-- Begin LISTING --
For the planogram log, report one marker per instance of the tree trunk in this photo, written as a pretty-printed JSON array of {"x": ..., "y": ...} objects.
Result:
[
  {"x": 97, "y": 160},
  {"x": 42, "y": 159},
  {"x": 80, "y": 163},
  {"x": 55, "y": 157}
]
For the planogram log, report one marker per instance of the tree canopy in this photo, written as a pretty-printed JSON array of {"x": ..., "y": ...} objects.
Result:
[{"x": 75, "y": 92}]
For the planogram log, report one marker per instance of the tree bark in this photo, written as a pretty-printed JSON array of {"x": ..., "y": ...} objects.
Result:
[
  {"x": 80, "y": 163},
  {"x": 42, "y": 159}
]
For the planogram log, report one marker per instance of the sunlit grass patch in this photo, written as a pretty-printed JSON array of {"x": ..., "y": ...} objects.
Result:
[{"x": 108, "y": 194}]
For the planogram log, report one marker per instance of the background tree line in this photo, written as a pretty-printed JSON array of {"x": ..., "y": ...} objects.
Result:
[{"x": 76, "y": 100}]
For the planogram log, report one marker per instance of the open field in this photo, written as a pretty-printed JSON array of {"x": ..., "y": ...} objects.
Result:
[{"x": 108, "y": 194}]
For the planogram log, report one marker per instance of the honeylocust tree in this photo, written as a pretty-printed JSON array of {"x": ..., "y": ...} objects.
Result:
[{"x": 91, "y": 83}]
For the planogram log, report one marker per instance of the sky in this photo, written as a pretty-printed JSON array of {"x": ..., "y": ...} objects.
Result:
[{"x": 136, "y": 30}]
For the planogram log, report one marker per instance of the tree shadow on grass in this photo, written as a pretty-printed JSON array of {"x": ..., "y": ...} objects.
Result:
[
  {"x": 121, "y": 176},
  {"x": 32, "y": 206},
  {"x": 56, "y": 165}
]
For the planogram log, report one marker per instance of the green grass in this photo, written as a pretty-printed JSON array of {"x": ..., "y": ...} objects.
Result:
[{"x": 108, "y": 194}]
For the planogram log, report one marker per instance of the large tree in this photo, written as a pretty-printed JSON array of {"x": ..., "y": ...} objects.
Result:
-- End LISTING --
• PROBLEM STATEMENT
Rewrite every one of the records above with "planogram log" changed to "annotation log" throughout, keeping everything else identical.

• OUTPUT OF THE TASK
For the annotation log, report one marker per instance of the tree trunk in this photo, written as a pretty-printed JSON array of {"x": ..., "y": ...} objects.
Result:
[
  {"x": 97, "y": 160},
  {"x": 42, "y": 159},
  {"x": 80, "y": 163},
  {"x": 55, "y": 157}
]
For the annotation log, report one marker per instance of the tree canopy in this photo, written as a pretty-printed JSON array of {"x": ..., "y": ...} objects.
Result:
[{"x": 75, "y": 92}]
For the annotation log, report one marker per instance of the tree bark in this photo, written as a pretty-printed JSON array of {"x": ..., "y": ...} objects.
Result:
[
  {"x": 80, "y": 163},
  {"x": 42, "y": 159}
]
For the annotation log, report one marker per instance of the sunlit grass patch in this photo, written as a pretty-printed JSON array of {"x": ..., "y": ...} objects.
Result:
[{"x": 108, "y": 194}]
For the annotation log, report one marker per instance of the background tree line in this photo, written as a pretty-printed JSON array of {"x": ..., "y": ...} objects.
Result:
[{"x": 76, "y": 100}]
For the annotation log, report one marker per instance of the open field in this photo, written as a pretty-printed JSON array of {"x": ..., "y": ...} objects.
Result:
[{"x": 108, "y": 194}]
For the annotation log, report one marker per instance of the honeylocust tree in this photo, written as a pretty-printed JSON array of {"x": ..., "y": ...} objects.
Result:
[{"x": 91, "y": 83}]
For the annotation log, report one marker per instance of the sky in this photo, written as a pretty-printed JSON array of {"x": ..., "y": ...} objects.
Result:
[{"x": 136, "y": 30}]
For the annotation log, report one marker per instance of the tree shadow on grass in this photo, written as a pretty-printed JSON array of {"x": ..., "y": ...} objects.
Result:
[
  {"x": 121, "y": 176},
  {"x": 32, "y": 206},
  {"x": 56, "y": 165}
]
For the annotation log, report one marker per instance of the green grass in this photo, written as a pretty-printed JSON array of {"x": ..., "y": ...} objects.
Result:
[{"x": 108, "y": 194}]
For the annotation log, report one marker per instance of the large tree in this photo, written as a pretty-printed JSON array of {"x": ..., "y": ...} objects.
Result:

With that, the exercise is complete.